◆ **RAW RECORDS**:
.....

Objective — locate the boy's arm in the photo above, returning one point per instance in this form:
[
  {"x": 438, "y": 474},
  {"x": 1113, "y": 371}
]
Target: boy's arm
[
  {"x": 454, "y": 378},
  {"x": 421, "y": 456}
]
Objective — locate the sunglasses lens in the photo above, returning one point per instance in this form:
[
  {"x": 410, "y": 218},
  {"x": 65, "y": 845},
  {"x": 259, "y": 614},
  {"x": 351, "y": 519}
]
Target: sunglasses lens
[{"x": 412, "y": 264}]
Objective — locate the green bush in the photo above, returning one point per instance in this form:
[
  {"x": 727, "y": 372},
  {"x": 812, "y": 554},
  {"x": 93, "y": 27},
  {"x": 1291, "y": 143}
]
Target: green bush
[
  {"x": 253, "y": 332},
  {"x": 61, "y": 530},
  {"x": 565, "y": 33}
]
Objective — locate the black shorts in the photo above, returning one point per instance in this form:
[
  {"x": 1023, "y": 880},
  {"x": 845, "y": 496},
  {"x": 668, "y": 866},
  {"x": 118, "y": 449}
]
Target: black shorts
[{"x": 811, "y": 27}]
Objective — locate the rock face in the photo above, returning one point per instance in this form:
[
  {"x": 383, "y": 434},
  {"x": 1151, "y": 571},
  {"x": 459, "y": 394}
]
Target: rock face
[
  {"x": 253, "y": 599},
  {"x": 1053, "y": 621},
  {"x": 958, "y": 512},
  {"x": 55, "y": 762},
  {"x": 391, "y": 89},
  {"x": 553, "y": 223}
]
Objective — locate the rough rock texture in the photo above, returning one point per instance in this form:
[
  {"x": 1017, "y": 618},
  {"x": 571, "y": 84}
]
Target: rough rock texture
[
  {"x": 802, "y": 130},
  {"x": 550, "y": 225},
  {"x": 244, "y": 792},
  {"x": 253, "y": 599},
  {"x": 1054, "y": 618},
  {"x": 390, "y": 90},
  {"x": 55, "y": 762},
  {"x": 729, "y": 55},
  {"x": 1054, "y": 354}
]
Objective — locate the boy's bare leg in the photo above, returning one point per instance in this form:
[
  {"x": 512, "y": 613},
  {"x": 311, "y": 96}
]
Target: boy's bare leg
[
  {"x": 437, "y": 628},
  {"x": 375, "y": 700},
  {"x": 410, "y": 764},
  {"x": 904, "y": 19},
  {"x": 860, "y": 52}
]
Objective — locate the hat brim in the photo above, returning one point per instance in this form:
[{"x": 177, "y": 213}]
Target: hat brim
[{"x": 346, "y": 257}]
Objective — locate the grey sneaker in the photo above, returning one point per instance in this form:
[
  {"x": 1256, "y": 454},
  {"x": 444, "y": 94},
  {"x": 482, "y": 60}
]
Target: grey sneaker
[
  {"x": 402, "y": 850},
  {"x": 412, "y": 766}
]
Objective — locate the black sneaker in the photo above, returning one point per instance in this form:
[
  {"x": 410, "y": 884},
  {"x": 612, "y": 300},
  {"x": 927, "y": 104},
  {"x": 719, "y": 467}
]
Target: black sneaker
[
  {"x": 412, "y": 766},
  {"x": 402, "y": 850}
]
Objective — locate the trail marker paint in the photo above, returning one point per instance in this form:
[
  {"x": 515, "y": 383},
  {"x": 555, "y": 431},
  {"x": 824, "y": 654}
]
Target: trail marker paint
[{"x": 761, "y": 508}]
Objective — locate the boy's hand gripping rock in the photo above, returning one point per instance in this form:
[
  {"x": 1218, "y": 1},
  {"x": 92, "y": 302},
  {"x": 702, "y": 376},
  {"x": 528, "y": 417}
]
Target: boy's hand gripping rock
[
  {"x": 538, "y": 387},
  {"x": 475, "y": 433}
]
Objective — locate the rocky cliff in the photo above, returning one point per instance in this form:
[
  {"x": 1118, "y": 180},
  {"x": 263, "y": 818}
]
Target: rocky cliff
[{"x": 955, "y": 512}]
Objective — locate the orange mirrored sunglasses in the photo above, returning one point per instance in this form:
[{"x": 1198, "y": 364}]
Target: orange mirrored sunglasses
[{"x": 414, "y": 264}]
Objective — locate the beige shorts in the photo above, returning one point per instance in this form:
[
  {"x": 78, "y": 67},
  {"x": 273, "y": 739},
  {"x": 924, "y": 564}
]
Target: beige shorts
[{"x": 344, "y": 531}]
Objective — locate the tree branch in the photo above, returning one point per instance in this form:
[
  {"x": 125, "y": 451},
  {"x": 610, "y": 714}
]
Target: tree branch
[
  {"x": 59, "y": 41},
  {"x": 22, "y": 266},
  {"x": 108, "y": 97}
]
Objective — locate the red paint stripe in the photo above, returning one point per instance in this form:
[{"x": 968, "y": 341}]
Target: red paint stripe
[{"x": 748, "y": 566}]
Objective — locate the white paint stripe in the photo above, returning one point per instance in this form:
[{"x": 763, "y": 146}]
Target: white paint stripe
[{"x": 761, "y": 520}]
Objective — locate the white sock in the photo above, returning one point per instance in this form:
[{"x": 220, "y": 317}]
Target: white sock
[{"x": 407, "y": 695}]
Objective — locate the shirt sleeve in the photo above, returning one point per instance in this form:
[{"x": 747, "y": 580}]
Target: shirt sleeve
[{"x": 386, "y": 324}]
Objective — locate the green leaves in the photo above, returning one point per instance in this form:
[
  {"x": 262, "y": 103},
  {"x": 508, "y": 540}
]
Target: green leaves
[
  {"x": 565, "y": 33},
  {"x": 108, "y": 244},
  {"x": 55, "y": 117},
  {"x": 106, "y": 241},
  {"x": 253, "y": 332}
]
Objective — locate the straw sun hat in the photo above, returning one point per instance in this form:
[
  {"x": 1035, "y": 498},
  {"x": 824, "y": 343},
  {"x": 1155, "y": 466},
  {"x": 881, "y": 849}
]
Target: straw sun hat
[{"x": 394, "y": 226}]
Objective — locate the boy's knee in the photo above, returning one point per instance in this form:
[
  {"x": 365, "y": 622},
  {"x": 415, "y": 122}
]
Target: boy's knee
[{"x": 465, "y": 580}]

.....

◆ **TASK GOAL**:
Reproduce every item above verbatim, keeping each character, line break, and space unchanged.

◆ **PROBLEM SOLUTION**:
Objective — locate the boy's arm in the photo above, returning one point per instance in this form:
[
  {"x": 438, "y": 474},
  {"x": 1113, "y": 371}
]
Target: boy's arm
[
  {"x": 454, "y": 378},
  {"x": 421, "y": 456}
]
Objective — locate the sunglasses lens in the photo above, returning one point per instance in this form:
[
  {"x": 410, "y": 218},
  {"x": 65, "y": 845},
  {"x": 259, "y": 614},
  {"x": 351, "y": 519}
]
Target: sunglasses lens
[{"x": 412, "y": 264}]
Objective — locate the green bush in the photo above, returning one point per instance in this form:
[
  {"x": 727, "y": 372},
  {"x": 812, "y": 554},
  {"x": 93, "y": 27},
  {"x": 1291, "y": 143}
]
Target: green bush
[
  {"x": 253, "y": 332},
  {"x": 61, "y": 530},
  {"x": 565, "y": 33}
]
Objective — locate the black shorts in the photo above, returning one point per instance in this form:
[
  {"x": 1023, "y": 880},
  {"x": 845, "y": 496},
  {"x": 668, "y": 866},
  {"x": 118, "y": 449}
]
Target: black shorts
[{"x": 811, "y": 27}]
Objective — locate the rock face in the photo above, returning one point per instance in this form:
[
  {"x": 383, "y": 434},
  {"x": 1151, "y": 571},
  {"x": 459, "y": 394}
]
Target: rock face
[
  {"x": 253, "y": 599},
  {"x": 1053, "y": 621},
  {"x": 958, "y": 512},
  {"x": 55, "y": 762},
  {"x": 391, "y": 89},
  {"x": 553, "y": 223}
]
Objective — locate the rough rock texture in the photo above, returning one point per instance in this form:
[
  {"x": 1017, "y": 618},
  {"x": 571, "y": 84}
]
Target: rough rock texture
[
  {"x": 802, "y": 130},
  {"x": 550, "y": 225},
  {"x": 244, "y": 792},
  {"x": 253, "y": 599},
  {"x": 1054, "y": 618},
  {"x": 390, "y": 90},
  {"x": 55, "y": 762},
  {"x": 729, "y": 55},
  {"x": 1054, "y": 354}
]
Objective — locate the boy's bare leg in the photo above, returning one point per instance in this form:
[
  {"x": 512, "y": 613},
  {"x": 311, "y": 96}
]
Target: boy's bare leg
[
  {"x": 437, "y": 628},
  {"x": 375, "y": 700},
  {"x": 410, "y": 764},
  {"x": 904, "y": 19},
  {"x": 860, "y": 52}
]
Objective — locate the hat brim in the photo above, returning one point per instance in this form:
[{"x": 177, "y": 213}]
Target: hat brim
[{"x": 346, "y": 257}]
Objective — locate the grey sneaker in the photo above, returning one point per instance in this form:
[
  {"x": 1256, "y": 454},
  {"x": 444, "y": 94},
  {"x": 482, "y": 60}
]
Target: grey sneaker
[
  {"x": 402, "y": 850},
  {"x": 412, "y": 766}
]
Objective — locate the black sneaker in the photo above, returning one point per instance in this form:
[
  {"x": 410, "y": 884},
  {"x": 612, "y": 300},
  {"x": 927, "y": 104},
  {"x": 719, "y": 467}
]
Target: black sneaker
[
  {"x": 412, "y": 766},
  {"x": 402, "y": 850}
]
Objective — locate the trail marker paint in the photo above, returning one point per instance in this form:
[
  {"x": 515, "y": 383},
  {"x": 555, "y": 431},
  {"x": 824, "y": 654}
]
Target: trail marker paint
[{"x": 761, "y": 508}]
Objective — locate the boy's hand gripping rock in the photo above, returning one point per instance in this form:
[
  {"x": 1218, "y": 1},
  {"x": 92, "y": 302},
  {"x": 702, "y": 376},
  {"x": 528, "y": 417}
]
Target: boy's hand gripping rock
[
  {"x": 538, "y": 387},
  {"x": 475, "y": 433}
]
Objective — locate the rocky cliff in the photo above, returning one point per instance in this form:
[
  {"x": 1118, "y": 180},
  {"x": 263, "y": 818}
]
Target: rocky cliff
[{"x": 955, "y": 512}]
Objective — locate the orange mirrored sunglasses in the photo above, returning one point per instance in this form:
[{"x": 1198, "y": 364}]
Target: orange mirrored sunglasses
[{"x": 414, "y": 264}]
Objective — locate the beige shorts in the photo above, returning one point per instance in this form:
[
  {"x": 78, "y": 67},
  {"x": 273, "y": 739},
  {"x": 924, "y": 564}
]
Target: beige shorts
[{"x": 344, "y": 531}]
Objective — locate the tree branch in the photo above, returning one point per instance in this form:
[
  {"x": 125, "y": 451},
  {"x": 610, "y": 714}
]
Target: tree branch
[
  {"x": 59, "y": 41},
  {"x": 22, "y": 266},
  {"x": 108, "y": 97}
]
Objective — locate the red paint stripe in the photo above, returning one point per instance in this form:
[{"x": 968, "y": 341}]
Target: red paint stripe
[{"x": 748, "y": 566}]
Objective — locate the white paint stripe in the photo above, returning one point per instance in this form:
[{"x": 763, "y": 146}]
Target: white paint stripe
[{"x": 761, "y": 520}]
Objective — locate the white sock in the photo above, returning one point per instance in this form:
[{"x": 220, "y": 317}]
Target: white sock
[{"x": 407, "y": 695}]
Objective — locate the shirt sleeve in the photo above, returning one point per instance in this form:
[{"x": 747, "y": 580}]
Target: shirt sleeve
[{"x": 386, "y": 324}]
Objective — locate the green leaves in the photo above, returning one point per instance in this form:
[
  {"x": 262, "y": 103},
  {"x": 508, "y": 540}
]
Target: green leaves
[
  {"x": 565, "y": 33},
  {"x": 108, "y": 244},
  {"x": 55, "y": 117},
  {"x": 106, "y": 241},
  {"x": 253, "y": 332}
]
Objective — locate the straw sun hat in the photo above, returning one point per instance in this form:
[
  {"x": 1035, "y": 498},
  {"x": 824, "y": 343},
  {"x": 1155, "y": 466},
  {"x": 881, "y": 849}
]
Target: straw sun hat
[{"x": 394, "y": 226}]
Objective — locate the boy's knee in the photo above, returning one point per instance in this form:
[
  {"x": 365, "y": 622},
  {"x": 415, "y": 122}
]
Target: boy's knee
[{"x": 465, "y": 580}]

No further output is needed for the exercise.